[Start of Dataset entries]

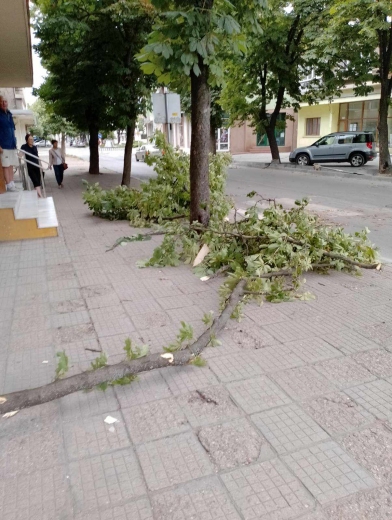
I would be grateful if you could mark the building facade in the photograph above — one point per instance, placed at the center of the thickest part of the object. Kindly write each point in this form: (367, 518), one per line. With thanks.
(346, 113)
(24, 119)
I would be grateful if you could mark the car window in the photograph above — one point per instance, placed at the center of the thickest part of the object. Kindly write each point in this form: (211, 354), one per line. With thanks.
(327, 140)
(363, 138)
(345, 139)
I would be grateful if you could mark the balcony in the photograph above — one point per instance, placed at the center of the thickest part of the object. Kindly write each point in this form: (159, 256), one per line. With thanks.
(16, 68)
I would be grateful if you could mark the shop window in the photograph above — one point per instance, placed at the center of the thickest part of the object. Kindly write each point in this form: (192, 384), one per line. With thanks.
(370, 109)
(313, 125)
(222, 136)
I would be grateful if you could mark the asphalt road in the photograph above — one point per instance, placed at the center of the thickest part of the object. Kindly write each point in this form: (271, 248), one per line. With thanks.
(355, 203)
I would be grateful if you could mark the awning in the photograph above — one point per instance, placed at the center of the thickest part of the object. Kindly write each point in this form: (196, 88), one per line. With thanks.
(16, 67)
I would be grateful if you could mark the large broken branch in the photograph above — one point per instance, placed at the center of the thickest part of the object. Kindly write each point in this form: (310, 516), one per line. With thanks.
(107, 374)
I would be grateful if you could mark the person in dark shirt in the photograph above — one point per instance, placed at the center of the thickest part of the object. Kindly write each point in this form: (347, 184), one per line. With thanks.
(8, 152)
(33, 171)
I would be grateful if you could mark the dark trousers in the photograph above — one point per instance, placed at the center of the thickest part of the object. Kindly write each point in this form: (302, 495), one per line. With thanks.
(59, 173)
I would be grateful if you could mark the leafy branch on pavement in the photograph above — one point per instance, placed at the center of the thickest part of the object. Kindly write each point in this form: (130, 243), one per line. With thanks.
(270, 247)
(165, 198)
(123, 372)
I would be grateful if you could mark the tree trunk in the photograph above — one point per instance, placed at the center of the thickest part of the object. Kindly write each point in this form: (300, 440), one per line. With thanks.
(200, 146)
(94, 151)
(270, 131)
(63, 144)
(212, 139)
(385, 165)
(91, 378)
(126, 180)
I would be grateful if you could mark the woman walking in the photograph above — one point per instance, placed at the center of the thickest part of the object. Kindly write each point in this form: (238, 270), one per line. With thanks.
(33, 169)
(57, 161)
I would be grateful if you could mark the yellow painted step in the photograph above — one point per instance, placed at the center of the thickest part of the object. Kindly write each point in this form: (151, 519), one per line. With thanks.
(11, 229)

[End of Dataset entries]
[Start of Dataset entries]

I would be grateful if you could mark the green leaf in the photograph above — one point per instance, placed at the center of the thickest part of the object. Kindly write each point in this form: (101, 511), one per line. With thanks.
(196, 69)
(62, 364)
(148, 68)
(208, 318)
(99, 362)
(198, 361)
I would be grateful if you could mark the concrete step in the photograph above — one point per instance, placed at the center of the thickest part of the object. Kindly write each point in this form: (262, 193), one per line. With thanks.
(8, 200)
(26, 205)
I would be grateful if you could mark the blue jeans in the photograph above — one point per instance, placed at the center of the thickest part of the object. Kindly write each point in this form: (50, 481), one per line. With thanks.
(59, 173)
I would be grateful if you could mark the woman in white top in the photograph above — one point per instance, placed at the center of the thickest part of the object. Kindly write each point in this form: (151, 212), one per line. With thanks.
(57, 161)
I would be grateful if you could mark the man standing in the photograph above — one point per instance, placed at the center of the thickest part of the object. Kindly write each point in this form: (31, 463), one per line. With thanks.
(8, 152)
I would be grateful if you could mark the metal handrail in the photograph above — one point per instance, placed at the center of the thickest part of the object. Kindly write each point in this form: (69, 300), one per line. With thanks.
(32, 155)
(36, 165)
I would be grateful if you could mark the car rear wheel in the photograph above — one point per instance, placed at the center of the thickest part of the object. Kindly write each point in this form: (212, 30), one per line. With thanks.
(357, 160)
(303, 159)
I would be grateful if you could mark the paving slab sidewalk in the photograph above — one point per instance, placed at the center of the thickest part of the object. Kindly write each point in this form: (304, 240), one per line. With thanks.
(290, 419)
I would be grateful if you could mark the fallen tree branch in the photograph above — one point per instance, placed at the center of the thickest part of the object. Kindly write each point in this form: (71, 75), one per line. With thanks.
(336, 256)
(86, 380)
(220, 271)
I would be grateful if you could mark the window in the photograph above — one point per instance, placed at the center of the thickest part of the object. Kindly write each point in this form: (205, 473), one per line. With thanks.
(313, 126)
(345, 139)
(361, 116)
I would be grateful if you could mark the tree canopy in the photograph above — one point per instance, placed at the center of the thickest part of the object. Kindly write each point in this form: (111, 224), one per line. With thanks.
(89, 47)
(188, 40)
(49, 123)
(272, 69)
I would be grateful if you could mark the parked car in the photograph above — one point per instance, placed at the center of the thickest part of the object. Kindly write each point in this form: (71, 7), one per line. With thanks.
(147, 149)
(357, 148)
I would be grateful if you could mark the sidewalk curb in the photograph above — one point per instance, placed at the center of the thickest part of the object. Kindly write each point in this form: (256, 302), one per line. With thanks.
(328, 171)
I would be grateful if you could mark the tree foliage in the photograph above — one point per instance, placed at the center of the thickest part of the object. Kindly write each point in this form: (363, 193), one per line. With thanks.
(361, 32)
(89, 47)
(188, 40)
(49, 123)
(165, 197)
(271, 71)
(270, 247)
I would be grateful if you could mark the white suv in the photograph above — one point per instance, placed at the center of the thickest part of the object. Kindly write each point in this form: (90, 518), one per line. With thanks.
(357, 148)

[End of Dataset entries]

§ **Exercise directions**:
Count the lines in the data above that contain the string "walking", treating uppercase and lowercase letters as distinct. Give only the number.

§ **Full response**:
1